## BEGIN
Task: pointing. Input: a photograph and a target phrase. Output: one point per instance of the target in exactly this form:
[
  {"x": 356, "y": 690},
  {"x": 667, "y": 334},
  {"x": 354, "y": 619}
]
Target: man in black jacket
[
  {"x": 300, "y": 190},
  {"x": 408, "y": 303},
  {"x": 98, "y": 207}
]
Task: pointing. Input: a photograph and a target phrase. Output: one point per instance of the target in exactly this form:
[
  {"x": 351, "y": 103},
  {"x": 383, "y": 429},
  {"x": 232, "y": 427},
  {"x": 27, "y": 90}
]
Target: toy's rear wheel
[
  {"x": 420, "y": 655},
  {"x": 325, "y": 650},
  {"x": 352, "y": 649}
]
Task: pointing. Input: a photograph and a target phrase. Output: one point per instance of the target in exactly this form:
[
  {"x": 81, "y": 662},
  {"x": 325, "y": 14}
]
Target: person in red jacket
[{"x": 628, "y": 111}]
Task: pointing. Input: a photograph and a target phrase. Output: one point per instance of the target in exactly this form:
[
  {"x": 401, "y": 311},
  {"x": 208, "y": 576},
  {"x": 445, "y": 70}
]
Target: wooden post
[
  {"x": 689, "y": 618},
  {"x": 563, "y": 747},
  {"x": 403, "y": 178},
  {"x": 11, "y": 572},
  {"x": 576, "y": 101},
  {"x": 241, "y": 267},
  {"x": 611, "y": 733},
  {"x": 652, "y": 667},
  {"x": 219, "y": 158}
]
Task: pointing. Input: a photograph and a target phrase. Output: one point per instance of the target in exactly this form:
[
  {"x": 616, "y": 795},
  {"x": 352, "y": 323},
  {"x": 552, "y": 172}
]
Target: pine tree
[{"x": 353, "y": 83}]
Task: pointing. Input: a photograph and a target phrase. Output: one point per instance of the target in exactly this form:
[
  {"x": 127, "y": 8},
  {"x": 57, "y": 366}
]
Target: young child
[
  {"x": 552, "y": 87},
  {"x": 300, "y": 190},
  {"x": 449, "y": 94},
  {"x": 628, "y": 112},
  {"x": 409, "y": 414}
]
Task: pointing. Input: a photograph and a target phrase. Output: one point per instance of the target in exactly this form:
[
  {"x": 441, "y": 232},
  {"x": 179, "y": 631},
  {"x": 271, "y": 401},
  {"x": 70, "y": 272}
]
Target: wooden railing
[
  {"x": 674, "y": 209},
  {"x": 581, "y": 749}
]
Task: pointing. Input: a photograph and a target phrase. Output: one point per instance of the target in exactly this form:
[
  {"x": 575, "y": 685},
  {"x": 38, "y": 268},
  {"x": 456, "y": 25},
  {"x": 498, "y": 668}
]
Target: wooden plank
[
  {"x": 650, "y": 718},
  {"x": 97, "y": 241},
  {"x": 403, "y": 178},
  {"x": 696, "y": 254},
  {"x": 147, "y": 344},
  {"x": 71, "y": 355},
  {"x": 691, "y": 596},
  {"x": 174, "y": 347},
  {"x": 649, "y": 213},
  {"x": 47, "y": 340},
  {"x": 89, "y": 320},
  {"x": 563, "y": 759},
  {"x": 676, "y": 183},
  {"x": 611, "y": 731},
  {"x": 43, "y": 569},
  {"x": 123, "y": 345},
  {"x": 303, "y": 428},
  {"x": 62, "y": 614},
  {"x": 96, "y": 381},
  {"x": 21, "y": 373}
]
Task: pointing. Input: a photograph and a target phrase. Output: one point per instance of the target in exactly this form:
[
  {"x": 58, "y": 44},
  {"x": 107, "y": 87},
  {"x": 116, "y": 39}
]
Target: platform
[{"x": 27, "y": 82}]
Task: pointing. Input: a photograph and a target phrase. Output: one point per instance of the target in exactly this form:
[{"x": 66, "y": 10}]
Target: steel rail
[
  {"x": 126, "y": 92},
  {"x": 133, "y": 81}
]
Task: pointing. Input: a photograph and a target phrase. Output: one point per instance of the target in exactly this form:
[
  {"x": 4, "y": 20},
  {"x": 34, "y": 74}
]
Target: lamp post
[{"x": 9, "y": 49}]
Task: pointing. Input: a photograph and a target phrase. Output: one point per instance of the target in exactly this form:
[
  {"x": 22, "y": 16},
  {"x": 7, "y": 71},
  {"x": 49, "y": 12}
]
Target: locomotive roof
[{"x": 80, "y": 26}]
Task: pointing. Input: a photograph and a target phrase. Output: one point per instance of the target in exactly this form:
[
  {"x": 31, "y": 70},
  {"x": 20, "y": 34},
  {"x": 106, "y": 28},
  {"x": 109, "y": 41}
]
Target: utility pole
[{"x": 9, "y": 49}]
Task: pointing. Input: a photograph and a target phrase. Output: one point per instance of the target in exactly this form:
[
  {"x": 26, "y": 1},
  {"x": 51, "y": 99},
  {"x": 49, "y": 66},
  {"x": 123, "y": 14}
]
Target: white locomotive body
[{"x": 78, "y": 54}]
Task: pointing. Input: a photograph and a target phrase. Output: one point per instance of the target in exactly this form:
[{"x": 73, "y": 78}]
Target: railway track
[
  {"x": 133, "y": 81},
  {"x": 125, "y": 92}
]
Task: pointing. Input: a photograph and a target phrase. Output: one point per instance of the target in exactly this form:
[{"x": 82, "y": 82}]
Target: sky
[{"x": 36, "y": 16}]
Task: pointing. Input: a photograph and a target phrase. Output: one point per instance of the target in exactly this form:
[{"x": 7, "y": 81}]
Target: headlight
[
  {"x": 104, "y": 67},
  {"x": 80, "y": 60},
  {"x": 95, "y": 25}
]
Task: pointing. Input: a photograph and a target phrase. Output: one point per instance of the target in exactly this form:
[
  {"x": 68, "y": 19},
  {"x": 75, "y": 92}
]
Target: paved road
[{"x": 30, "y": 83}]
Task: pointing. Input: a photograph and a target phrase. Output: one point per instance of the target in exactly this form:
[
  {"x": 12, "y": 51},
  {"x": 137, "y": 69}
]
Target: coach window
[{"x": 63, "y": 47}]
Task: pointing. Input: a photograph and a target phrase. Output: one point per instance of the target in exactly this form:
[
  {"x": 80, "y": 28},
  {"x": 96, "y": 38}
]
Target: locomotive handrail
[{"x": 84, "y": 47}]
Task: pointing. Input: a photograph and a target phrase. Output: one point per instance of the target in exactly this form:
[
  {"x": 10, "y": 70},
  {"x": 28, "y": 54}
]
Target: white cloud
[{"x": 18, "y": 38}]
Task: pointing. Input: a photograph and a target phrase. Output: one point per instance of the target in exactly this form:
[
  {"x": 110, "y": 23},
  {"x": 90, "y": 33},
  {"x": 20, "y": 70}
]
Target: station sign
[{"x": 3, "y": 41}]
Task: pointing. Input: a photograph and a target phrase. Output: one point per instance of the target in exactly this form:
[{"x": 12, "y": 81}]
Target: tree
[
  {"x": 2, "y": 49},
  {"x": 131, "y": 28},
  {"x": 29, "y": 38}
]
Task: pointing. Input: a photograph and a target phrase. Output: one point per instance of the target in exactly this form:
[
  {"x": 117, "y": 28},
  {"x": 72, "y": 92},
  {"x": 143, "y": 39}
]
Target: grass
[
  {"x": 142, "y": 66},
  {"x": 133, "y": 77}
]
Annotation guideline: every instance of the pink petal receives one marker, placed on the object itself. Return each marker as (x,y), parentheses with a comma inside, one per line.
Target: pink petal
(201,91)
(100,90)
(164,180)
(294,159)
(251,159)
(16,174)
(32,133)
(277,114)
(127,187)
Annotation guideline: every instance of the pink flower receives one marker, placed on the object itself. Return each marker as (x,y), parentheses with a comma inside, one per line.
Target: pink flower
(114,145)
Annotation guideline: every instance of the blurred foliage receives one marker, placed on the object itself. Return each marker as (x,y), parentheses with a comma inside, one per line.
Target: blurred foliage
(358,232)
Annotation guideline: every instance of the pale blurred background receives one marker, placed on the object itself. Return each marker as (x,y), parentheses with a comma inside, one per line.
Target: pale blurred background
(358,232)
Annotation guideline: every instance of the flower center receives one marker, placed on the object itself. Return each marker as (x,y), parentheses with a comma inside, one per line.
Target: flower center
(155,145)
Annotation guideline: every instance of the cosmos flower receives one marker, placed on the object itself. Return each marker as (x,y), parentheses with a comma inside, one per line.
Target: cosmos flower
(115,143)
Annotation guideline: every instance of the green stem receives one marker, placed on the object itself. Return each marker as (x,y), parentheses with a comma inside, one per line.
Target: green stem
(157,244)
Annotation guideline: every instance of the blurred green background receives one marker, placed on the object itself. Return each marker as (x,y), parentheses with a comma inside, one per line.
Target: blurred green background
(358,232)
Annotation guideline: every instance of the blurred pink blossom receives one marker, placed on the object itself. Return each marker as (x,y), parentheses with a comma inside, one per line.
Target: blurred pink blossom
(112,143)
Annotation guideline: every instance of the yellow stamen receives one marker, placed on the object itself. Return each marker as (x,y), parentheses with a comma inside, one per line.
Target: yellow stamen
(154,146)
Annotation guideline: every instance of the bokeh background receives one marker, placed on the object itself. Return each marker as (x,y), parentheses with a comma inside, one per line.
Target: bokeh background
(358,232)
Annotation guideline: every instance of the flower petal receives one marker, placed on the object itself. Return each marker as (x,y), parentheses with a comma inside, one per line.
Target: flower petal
## END
● TASK STATEMENT: Set down exactly what runs from the line with "Annotation guideline: every instance of the bokeh" to the last line of the data above, including both of those lines and no others.

● ANSWER BELOW:
Annotation guideline: every instance of the bokeh background receives one marker, placed on the object itself. Return each marker as (x,y), parentheses with a comma inside, one per line.
Target: bokeh background
(358,232)
Annotation guideline: every instance of the flower petal receives one marker, placed on the object itself. Return each marker as (x,y), parentheses with a comma inside, one per line.
Target: flower petal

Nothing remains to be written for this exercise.